Fragmentos de datos de anotación de puntos:
======

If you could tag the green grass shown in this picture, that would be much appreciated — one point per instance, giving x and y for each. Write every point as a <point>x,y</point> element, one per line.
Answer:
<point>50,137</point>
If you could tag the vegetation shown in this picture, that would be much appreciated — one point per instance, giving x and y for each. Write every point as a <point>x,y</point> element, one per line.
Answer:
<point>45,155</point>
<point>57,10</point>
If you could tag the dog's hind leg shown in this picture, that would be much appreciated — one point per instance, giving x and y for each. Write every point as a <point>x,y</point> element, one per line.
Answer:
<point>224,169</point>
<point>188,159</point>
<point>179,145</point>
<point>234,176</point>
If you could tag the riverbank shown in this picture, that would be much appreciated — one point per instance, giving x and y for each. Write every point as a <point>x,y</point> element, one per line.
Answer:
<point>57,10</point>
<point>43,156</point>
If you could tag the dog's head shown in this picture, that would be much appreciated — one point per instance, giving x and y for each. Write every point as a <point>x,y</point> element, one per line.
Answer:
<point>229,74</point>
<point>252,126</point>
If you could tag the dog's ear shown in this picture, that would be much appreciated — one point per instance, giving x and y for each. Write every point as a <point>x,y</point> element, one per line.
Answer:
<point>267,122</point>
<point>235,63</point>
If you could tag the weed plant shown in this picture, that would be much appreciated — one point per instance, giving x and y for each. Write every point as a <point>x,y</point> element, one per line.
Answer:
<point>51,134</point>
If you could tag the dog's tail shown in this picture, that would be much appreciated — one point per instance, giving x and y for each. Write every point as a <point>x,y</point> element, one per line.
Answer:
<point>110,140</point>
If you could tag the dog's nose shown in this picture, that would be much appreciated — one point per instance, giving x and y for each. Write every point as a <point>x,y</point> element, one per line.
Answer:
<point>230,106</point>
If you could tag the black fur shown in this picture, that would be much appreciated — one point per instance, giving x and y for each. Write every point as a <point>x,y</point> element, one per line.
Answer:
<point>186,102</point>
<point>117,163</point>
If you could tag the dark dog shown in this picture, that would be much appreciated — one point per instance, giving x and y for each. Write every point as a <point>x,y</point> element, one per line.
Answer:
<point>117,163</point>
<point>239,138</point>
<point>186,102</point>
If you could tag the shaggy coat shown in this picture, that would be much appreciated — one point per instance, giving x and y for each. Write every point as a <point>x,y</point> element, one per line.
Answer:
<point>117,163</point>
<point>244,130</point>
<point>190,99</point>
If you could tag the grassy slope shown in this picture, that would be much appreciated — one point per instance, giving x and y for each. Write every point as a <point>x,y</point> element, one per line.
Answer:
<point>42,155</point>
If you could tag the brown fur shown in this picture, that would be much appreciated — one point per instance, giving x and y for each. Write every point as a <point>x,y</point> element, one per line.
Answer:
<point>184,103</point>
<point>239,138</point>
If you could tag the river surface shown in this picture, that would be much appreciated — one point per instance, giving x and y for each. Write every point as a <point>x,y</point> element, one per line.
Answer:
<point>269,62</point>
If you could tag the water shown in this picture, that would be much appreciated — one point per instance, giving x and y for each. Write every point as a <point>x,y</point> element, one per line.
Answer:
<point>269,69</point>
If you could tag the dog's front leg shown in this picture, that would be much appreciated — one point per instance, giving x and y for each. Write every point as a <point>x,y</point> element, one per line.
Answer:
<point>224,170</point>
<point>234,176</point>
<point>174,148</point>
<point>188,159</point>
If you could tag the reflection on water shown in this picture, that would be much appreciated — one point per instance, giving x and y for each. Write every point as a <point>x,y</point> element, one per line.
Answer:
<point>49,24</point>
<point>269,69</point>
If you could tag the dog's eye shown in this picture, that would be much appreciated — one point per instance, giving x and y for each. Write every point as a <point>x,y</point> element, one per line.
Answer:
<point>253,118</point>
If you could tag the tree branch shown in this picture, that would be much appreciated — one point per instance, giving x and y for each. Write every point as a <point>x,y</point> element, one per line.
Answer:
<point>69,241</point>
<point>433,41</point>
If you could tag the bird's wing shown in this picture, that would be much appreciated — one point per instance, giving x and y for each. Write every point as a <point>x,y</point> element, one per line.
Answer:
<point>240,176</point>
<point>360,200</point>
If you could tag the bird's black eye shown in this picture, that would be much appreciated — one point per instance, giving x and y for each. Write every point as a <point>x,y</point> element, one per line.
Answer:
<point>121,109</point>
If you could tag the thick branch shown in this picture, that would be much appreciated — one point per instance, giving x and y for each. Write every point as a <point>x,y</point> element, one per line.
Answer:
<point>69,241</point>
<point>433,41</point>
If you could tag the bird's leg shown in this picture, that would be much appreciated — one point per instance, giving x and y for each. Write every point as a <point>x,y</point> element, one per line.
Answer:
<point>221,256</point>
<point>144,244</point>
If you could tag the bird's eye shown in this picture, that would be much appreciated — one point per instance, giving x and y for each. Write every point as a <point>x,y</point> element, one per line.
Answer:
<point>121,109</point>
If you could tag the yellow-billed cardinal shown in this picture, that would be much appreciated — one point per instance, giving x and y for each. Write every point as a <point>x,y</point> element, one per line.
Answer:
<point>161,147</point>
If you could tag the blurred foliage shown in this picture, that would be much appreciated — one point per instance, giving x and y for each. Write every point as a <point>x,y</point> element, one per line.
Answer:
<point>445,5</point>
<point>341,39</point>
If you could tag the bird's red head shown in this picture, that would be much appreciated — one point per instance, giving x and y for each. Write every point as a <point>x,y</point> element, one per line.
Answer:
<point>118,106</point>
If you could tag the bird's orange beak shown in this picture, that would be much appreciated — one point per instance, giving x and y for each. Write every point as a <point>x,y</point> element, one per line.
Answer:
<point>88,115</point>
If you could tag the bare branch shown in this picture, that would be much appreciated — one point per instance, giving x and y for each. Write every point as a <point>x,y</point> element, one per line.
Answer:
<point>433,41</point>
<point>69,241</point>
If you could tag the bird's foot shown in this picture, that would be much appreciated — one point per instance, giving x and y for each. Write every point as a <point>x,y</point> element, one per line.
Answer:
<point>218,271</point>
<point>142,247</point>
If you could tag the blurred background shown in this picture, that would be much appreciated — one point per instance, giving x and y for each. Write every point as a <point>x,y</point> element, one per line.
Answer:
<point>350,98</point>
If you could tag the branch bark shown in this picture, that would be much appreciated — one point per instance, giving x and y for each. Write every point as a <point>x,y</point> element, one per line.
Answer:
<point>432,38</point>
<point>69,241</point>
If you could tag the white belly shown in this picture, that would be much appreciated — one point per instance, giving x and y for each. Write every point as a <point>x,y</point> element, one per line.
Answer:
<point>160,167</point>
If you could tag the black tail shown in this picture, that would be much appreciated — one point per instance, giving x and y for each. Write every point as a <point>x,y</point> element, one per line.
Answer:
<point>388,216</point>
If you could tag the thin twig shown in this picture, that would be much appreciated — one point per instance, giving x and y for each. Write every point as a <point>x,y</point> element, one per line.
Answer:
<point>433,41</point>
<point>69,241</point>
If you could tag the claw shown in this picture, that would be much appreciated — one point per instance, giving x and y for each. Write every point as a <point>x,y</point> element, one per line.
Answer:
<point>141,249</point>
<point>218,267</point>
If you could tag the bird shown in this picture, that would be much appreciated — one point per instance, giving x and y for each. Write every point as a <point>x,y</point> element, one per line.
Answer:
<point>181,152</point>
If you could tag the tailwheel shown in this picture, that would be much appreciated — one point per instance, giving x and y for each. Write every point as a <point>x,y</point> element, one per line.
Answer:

======

Ejercicio propuesto: Reproduce íntegramente el material desde el inicio hasta la línea que contiene "<point>252,126</point>", ambas incluidas, y suma 97 a cada coordenada de las respuestas.

Salida completa:
If you could tag the green grass shown in this picture, that would be much appreciated — one point per instance, giving x and y for each. Write every point as a <point>x,y</point> element, one per line.
Answer:
<point>147,234</point>
If you could tag the vegetation shown in this picture, that would be much appreciated — one point per instance, giving x and y for each. Write every point as a <point>x,y</point> element, one per line.
Answer:
<point>142,252</point>
<point>154,107</point>
If you could tag the dog's hind leg shown in this picture, that would be much appreciated — one point per instance, giving x and y for each. Write every point as a <point>x,y</point> element, one per line.
Answer:
<point>321,266</point>
<point>285,256</point>
<point>276,242</point>
<point>331,273</point>
If you could tag the riverbank shown in this picture, that would be much appreciated — one point per instance, giving x and y for each. Write every point as a <point>x,y</point> element, one per line.
Answer:
<point>154,107</point>
<point>140,253</point>
If you could tag the dog's head shown in this picture, that would be much appreciated — one point per instance, giving x and y for each. Write every point as a <point>x,y</point> element, one per line.
Answer:
<point>326,171</point>
<point>349,223</point>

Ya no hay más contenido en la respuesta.